● ASSIGNMENT 1:
Can you retype the lone-parent households passage word for word, beginning at the words "Are more likely to experience" and stopping after "more likely to smoke."?
● ASSIGNMENT 2:
What might come next in the lone-parent households passage? Write a continuation that picks up after its final line.

● EXERCISE TEXT:

Are more likely to experience problems with sexual health
* Girls from lone-parent households were 1.6 times as likely to become mothers before the age of 18 (11% versus 6.8%). Controlling for other factors did not reduce the comparative odds.
Are more likely to smoke
* In a sample of teenagers living in the West of Scotland, 15-year-olds from lone-parent households were twice as likely to be smokers as those from two-birth-parent homes (29% compared to 15%). After controlling for poverty, they were still 50% more likely to smoke.
* In a sample of British 16-year-olds, those living in lone-parent households were 1.5 times as likely to smoke. Controlling for sex, household income, time spent with family, and relationship with parents actually increased the odds that a teenager from a lone-parent family would smoke (to 1.8 times as likely).
Are more likely to drink alcohol
* In the West of Scotland, 18-year-old girls from lone-parent households were twice as likely to drink heavily as those from intact two-birthparent homes (17.6% compared to 9.2%). This finding holds even after controlling for poverty.
* British 16-year-olds from lone-parent households are no more likely to drink than those from intact households. This is mainly because higher levels of teenage drinking actually are associated with higher family incomes. After controlling for household income and sex, teenagers from lone-parent families were 40% more likely to drink.
Are more likely to take drugs
* At age 15, boys from lone-parent households were twice as likely as those from intact two-birthparent households to have taken any drugs (22.4% compared with 10.8%). Girls from lone-parent homes were 25% more likely to have taken drugs by the age of 15 (8.2% compared with 6.5%) and 70% more likely to have taken drugs by age 18 (33.3% compared with 19.6%). After controlling for poverty, teenagers from lone-parent homes were still 50% more likely to take drugs.
Cock: Apparently single mothers are now eligible for maternity leave so long as they marry within 3 months. Should government policy continue to discriminate against single mothers?
A: Isn't there empirical evidence that dual parent households are better for the children? (Before you guys jump on me, notice I said "dual," not "one parent of each gender")
B: Surely you don't mean "dual regardless of how the dual status comes about, including marriage for reasons largely unrelated to a good human relationship between the persons marrying but instead related entirely to societal sexual priggishness"? Anyway I'm curious as to how there can be "empirical evidence" on the relative quality of the experience of a child -- explain "better", please, for one.

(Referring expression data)
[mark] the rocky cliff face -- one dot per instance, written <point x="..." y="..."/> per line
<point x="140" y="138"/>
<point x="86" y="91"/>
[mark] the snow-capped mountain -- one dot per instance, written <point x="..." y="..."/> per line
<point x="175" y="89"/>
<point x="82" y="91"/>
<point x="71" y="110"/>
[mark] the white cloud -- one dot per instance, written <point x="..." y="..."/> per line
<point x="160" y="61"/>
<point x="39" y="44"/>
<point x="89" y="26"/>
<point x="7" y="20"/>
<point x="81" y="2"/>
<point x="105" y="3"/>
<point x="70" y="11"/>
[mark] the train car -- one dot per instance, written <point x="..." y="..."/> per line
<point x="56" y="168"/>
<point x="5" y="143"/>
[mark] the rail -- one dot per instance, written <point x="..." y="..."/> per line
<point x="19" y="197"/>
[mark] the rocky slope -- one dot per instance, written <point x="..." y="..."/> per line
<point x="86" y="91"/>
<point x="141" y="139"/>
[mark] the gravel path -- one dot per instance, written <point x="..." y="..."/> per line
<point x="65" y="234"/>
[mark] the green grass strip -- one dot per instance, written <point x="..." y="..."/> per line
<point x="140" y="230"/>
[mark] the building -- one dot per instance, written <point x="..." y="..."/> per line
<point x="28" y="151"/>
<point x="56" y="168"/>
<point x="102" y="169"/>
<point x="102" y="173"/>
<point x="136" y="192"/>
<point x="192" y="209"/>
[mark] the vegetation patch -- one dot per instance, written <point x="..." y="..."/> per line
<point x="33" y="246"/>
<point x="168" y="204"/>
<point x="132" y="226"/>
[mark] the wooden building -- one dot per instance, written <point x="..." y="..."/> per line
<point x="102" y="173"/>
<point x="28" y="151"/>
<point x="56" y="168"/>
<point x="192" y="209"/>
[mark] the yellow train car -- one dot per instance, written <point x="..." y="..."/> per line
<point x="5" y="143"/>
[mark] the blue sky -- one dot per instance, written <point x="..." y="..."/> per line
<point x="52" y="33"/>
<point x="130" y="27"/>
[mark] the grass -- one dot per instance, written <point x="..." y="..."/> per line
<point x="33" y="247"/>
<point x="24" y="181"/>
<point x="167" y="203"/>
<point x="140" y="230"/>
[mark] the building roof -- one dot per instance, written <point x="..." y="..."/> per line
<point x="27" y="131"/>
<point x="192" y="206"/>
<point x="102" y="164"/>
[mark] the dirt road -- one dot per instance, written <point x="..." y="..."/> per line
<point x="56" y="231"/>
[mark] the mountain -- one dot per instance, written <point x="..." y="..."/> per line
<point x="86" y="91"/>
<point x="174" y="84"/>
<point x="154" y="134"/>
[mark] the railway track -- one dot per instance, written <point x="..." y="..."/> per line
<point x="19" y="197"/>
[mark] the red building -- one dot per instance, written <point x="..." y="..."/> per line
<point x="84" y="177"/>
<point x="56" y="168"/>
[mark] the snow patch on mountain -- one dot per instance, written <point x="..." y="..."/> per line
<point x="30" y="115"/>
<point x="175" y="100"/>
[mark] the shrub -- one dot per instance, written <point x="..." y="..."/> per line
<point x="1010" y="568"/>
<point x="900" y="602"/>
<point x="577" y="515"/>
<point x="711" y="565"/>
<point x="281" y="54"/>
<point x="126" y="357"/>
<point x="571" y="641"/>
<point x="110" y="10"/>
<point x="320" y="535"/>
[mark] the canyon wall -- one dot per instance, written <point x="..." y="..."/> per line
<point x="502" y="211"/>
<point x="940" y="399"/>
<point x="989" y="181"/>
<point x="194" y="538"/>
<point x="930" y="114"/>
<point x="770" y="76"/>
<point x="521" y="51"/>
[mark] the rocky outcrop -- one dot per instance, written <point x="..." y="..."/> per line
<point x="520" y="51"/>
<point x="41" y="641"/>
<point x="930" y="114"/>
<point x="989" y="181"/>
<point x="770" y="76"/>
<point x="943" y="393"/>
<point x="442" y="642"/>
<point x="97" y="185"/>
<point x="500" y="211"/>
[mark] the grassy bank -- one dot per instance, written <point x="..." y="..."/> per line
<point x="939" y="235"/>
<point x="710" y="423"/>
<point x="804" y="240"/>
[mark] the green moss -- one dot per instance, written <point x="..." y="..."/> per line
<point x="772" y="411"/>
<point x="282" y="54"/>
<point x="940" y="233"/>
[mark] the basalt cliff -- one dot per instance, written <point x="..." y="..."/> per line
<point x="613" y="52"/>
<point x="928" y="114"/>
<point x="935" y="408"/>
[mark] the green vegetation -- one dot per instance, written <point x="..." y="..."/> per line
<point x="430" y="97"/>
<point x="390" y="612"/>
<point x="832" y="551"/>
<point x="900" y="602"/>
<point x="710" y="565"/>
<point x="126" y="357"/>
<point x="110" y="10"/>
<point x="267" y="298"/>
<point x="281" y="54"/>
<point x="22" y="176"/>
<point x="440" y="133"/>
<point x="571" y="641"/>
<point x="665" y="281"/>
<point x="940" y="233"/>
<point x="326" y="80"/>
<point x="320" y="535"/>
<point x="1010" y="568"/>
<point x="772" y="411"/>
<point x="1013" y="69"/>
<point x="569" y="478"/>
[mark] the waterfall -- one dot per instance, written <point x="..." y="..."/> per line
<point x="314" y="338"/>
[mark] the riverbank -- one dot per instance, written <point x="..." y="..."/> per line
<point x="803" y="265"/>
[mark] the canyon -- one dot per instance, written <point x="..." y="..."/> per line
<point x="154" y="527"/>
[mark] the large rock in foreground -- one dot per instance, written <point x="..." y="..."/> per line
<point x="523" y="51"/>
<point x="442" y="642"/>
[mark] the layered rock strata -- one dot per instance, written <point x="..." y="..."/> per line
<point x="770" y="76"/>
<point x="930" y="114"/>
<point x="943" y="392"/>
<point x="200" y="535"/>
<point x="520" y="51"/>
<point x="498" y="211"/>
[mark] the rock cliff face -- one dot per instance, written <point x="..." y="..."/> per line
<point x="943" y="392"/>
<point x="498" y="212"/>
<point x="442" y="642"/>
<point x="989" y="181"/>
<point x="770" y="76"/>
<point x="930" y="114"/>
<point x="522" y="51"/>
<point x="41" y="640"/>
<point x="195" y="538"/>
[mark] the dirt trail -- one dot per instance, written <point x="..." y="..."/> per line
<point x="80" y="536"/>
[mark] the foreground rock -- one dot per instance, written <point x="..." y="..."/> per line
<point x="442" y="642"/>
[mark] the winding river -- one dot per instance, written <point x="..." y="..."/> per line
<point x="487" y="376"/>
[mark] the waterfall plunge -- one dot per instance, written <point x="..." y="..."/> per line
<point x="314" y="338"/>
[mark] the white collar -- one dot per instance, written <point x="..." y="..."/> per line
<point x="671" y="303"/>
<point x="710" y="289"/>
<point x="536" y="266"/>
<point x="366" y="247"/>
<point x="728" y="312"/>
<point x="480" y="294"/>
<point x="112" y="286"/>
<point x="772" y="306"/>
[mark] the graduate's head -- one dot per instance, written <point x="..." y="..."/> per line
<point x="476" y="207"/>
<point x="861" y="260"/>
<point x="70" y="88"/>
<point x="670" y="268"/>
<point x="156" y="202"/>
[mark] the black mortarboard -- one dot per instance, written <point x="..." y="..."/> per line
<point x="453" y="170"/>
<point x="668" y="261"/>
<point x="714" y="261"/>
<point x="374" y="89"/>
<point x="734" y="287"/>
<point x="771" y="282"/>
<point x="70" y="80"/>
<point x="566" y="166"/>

● ANSWER BOX 1:
Are more likely to experience problems with sexual health
* Girls from lone-parent households were 1.6 times as likely to become mothers before the age of 18 (11% versus 6.8%). Controlling for other factors did not reduce the comparative odds.
Are more likely to smoke
* In a sample of teenagers living in the West of Scotland, 15-year-olds from lone-parent households were twice as likely to be smokers as those from two-birth-parent homes (29% compared to 15%). After controlling for poverty, they were still 50% more likely to smoke.

● ANSWER BOX 2:
C: How about on almost every single criterion that one may think of ranging from family income, educational opportunities to educational achievement to likely criminal activity to level of occupation etc.?
http://www.contemporaryfamilies.org/subtemplate.php?t=briefingPapers&ext=marriagepovertypublicpoli
But I should stress that this partially appears to be a proxy for poverty (or simply low income) such that single parents in countries with strong social support from the state do somewhat better as do well educated single parents.
B: I wasn't aware parents had as their primary function the breeding of academic-economic digits. Empirical evidence for "every single criterion"? Love? Trust? Happiness? Values? Emotional security? Is there any particular reason why marriage changes the ability of a person to provide these to a child? Why would 2 people be any better necessarily than 1? And if you had to have 2 people, what does marriage have to do with it? Why do the two people have to even be having a sexual relationship? Or living together? And given children born to single mothers, children who like it or not already exist, why should they be deprived (through the maternity leave policy) of more access to the one parent they do have? Boggle.
C: And I wasn’t aware that these were not important characteristics at all. Unless you believe oh say poverty is a better state to be in as compared to being relatively well-off? Sure I don’t like the policy anymore than presumably you do but don’t conflate the issues here.
I personally think this has more to do with economics more than anything else e.g. ability to afford daycare or to work from home or to afford tuition or simply not having to have to work multiple shifts in order to afford the above. But here’s your original question to Jon in full:
Surely you don't mean "dual regardless of how the dual status comes about, including marriage for reasons largely unrelated to a good human relationship between the persons marrying but instead related entirely to societal sexual priggishness"? Anyway I'm curious as to how there can be "empirical evidence" on the relative quality of the experience of a child -- explain "better", please, for one.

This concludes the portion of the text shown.